[Start SOURCE RECORDS]
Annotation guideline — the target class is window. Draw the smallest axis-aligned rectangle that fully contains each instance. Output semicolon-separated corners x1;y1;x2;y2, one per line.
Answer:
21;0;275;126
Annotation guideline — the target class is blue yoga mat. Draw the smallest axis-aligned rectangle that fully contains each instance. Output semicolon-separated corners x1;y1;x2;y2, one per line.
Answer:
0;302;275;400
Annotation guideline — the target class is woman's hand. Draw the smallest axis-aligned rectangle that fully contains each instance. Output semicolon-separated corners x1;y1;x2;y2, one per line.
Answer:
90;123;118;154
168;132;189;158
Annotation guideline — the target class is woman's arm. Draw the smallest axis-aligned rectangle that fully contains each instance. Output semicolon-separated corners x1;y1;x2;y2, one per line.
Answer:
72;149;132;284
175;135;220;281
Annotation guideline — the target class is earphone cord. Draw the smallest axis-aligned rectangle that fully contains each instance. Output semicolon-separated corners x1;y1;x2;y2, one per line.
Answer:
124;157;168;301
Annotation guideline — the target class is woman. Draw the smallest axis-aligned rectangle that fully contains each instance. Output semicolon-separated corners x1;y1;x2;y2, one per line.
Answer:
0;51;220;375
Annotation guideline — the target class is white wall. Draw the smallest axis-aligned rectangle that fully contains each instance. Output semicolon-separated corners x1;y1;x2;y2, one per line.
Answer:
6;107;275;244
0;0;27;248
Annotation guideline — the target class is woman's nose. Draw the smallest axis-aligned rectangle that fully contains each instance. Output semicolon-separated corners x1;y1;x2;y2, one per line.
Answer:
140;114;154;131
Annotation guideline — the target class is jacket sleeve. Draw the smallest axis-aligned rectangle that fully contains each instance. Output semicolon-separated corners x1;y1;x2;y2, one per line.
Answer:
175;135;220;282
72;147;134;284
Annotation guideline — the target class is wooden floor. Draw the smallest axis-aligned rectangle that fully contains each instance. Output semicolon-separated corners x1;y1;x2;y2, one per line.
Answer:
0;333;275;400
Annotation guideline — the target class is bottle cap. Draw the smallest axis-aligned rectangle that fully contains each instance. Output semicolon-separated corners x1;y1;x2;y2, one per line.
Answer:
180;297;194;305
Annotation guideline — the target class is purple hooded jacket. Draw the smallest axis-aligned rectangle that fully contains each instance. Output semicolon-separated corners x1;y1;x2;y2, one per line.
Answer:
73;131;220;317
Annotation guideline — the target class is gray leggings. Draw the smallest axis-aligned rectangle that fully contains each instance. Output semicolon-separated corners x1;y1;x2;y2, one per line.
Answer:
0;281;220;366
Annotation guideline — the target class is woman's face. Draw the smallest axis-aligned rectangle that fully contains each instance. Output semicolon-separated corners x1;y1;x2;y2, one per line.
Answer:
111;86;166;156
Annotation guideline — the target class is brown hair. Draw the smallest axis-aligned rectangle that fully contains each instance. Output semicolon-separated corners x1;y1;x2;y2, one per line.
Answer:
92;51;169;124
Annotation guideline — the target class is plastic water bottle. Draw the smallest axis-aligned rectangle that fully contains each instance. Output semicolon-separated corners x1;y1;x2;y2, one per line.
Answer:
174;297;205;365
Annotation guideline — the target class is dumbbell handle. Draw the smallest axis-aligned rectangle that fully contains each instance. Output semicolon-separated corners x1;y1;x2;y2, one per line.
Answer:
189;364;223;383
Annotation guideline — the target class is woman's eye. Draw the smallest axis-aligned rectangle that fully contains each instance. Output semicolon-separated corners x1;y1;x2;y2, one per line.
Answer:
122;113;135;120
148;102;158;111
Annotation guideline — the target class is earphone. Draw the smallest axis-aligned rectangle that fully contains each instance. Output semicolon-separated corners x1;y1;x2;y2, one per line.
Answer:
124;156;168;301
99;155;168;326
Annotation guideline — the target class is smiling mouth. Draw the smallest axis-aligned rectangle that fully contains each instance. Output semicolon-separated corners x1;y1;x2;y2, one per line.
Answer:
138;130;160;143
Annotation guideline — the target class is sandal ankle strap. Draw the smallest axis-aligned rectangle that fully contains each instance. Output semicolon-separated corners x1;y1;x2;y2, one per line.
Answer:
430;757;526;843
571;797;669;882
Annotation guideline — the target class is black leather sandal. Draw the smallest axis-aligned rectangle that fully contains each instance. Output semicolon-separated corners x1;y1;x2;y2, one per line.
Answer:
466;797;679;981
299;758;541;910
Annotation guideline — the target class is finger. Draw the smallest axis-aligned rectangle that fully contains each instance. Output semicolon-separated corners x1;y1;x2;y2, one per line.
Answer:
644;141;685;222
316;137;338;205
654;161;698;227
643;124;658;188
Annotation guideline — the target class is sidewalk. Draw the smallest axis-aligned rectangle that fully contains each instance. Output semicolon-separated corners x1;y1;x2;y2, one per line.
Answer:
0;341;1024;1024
[End SOURCE RECORDS]
WRITTEN EXERCISE | Copy all of the rows above verbatim, line for line.

FINAL RESULT |
Annotation guideline — the target class is window. Draw the smallest axis-aligned rectangle that fully contains each instance. Output semicolon-separated corners x1;y1;x2;y2, one per line.
Answer:
21;0;275;126
Annotation guideline — the target class is blue yoga mat. Draw the smallest axis-aligned rectangle that fully contains each instance. Output semicolon-separated corners x1;y1;x2;y2, one per line.
Answer:
0;302;275;400
Annotation guideline — the target class is woman's hand. Draw the smallest axis-aligned rectangle that fully contains each instance. Output semicolon-separated corners x1;y1;x2;y2, one per line.
Answer:
90;123;118;154
168;132;189;158
Annotation guideline — the target class is woman's arm. Draw the smallest axis-aligned rectangle that fully contains each instance. Output semicolon-separated corners x1;y1;x2;y2, one per line.
Answer:
72;149;132;284
175;135;220;281
Annotation guideline — the target class is earphone cord. Draw the smallest axis-aligned rectangle that fully contains each instance. Output semicolon-separated corners x1;y1;x2;y2, one per line.
Answer:
124;157;168;301
Annotation guideline — the target class is woman. Draw the smallest axis-aligned rectangle that fully contains each instance. Output semicolon-separated corners x1;y1;x2;y2, one per line.
Answer:
0;51;220;375
Annotation guideline — the target class is white wall. Draw the smallest axis-aligned rectangle that fully contains each instance. Output semicolon-separated corners x1;y1;x2;y2, one per line.
Answer:
6;107;275;244
0;0;27;248
Annotation guideline — the target class is woman's nose. Draw the smallest axis-aligned rectangle that fully contains each instance. Output semicolon-separated corners x1;y1;x2;y2, one per line.
Answer:
140;114;154;131
Annotation guideline — the target class is jacket sleeve. Draw the smallest axis-aligned rectangle that fully contains each instance. Output semicolon-separated corners x1;y1;x2;y2, one per line.
Answer:
175;135;220;282
72;147;134;284
Annotation guideline — the target class is wooden floor. Draw the smallest axis-aligned rectangle that fully contains each instance. Output semicolon-separated corners x1;y1;x2;y2, one per line.
Answer:
0;333;275;400
Annotation guideline — the target class is bottle cap. Draw the smallest axis-aligned rectangle that fully contains each instance. Output semicolon-separated corners x1;y1;x2;y2, one per line.
Answer:
180;297;194;305
Annotation guideline — the target class is purple hooded jacket. Draw the smallest axis-aligned rectangle that fully contains each instance. Output semicolon-separated corners x1;y1;x2;y2, one per line.
Answer:
73;131;220;317
Annotation guideline — the target class is gray leggings. Draw the smallest axis-aligned rectangle that fully contains each instance. Output semicolon-separated corners x1;y1;x2;y2, one per line.
Answer:
0;281;220;366
Annotation guideline — the target class is woman's face. Draw the smallest axis-aligned rectangle that fully contains each instance. Output semicolon-separated corners x1;y1;x2;y2, one per line.
Answer:
111;86;166;156
Annotation guideline — the target class is brown hair. Draw the smallest axis-aligned rectangle that fully contains each instance. Output semicolon-separated corners x1;y1;x2;y2, one per line.
Answer:
92;51;169;124
Annotation guideline — the target class is plastic water bottle. Draw the smallest axis-aligned rectangle that fully contains each instance. Output semicolon-separated corners x1;y1;x2;y2, one per line.
Answer:
174;297;205;365
Annotation guideline — the target class is dumbbell handle. Draw the smallest axis-aligned rectangle that fully contains each instance. Output semicolon-separated corners x1;y1;x2;y2, one per line.
Answer:
189;364;223;383
Annotation guideline — the target class is woman's eye. Draw the smallest axis-aligned rectangle that fully contains each instance. Output semicolon-separated corners x1;y1;x2;y2, one per line.
Answer:
122;113;135;120
148;102;158;111
Annotation guideline — the target class is earphone. Draw the smallest axis-aligned rectangle that fully contains each instance. Output semicolon-separated corners x1;y1;x2;y2, one per line.
Answer:
124;156;168;301
99;155;168;326
Annotation guideline — the target class is smiling mouth. Draw the smallest axis-aligned rectangle that fully contains each instance. Output semicolon-separated corners x1;y1;x2;y2, one per line.
Answer:
138;130;160;143
Annotation guideline — the target class is sandal ankle strap. Draw the smallest axis-aligned rectangle that fully contains each instance. Output semicolon-separated corners x1;y1;x2;y2, one per line.
Answer:
430;757;526;843
571;797;669;882
Annotation guideline — the target class is black leather sandal. Draw the smallest axis-aligned rectangle that fully contains each instance. Output semicolon-separated corners x1;y1;x2;y2, one per line.
Answer:
466;797;679;981
299;758;541;910
Annotation guideline — the target class is finger. Draw the smallest axis-aligned rectangle that fully contains each instance. Output semicolon-separated corners x1;y1;x2;y2, one per line.
Answer:
644;141;685;222
316;137;338;205
654;161;698;227
643;124;658;188
Annotation guideline — the target class is sidewalk. Draw the smallest axis-aligned rectangle that fully contains each instance. Output semicolon-separated corners x1;y1;x2;y2, one per line.
Answer:
0;341;1024;1024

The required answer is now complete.